**Short exercise:** Using the passage below about the song "Do You Know the Way to San Jose," say yes or no to each statement and quote the words that decide it: 1. Hal David wrote the song's lyrics. 2. The song won Warwick her second Grammy Award. 3. The song first came out on an album that was certified gold.

"Do You Know the Way to San Jose" is a 1968 popular song written and composed for singer Dionne Warwick by Burt Bacharach. Hal David wrote the lyrics. The song was Warwick's biggest international hit to that point, selling several million copies worldwide and winning Warwick her first Grammy Award. David's lyrics tell the story of a native of San Jose, California, who, having failed to break into the entertainment field in Los Angeles, is set to return to her hometown.

The song was released on the 1968 RIAA Certified Gold album Dionne Warwick in Valley of the Dolls. "Do You Know the Way to San Jose" was issued as the follow-up single to the double-sided hit "(Theme from) Valley of the Dolls"/ "I Say a Little Prayer" in April 1968. It became Warwick's third consecutive top ten song in the closing months of 1967 and into 1968, punctuating the most successful period of her recording career.

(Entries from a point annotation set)
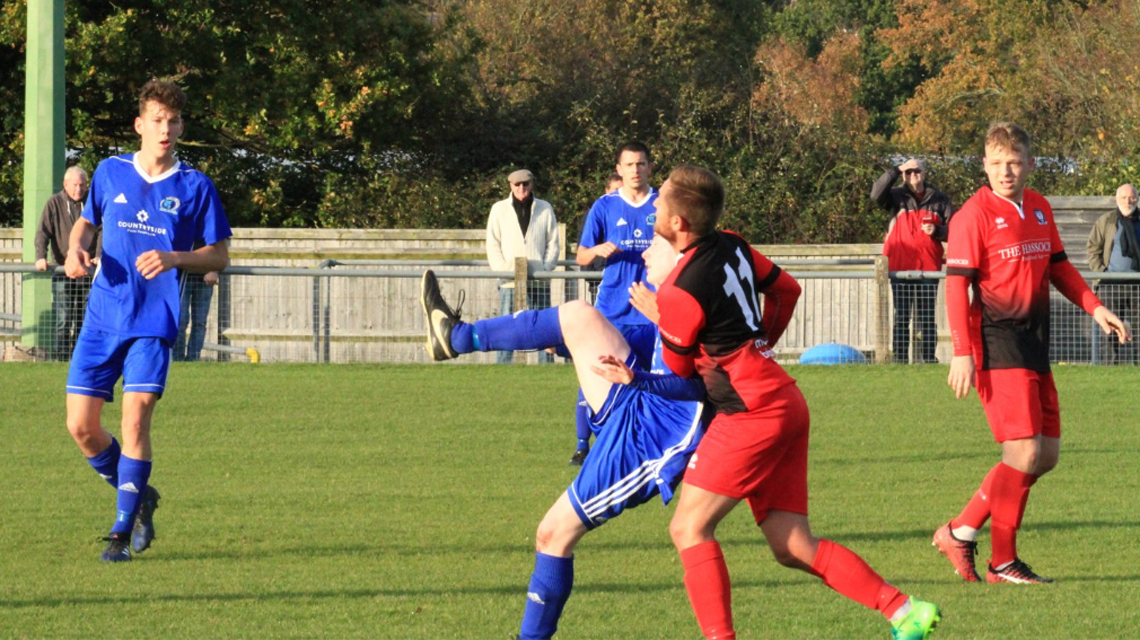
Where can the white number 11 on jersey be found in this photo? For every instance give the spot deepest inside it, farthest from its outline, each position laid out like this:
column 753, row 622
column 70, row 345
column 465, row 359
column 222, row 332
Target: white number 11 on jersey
column 741, row 286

**Task response:**
1. Yes: "Hal David wrote the lyrics."
2. No: "winning Warwick her first Grammy Award."
3. Yes: "The song was released on the 1968 RIAA Certified Gold album Dionne Warwick in Valley of the Dolls."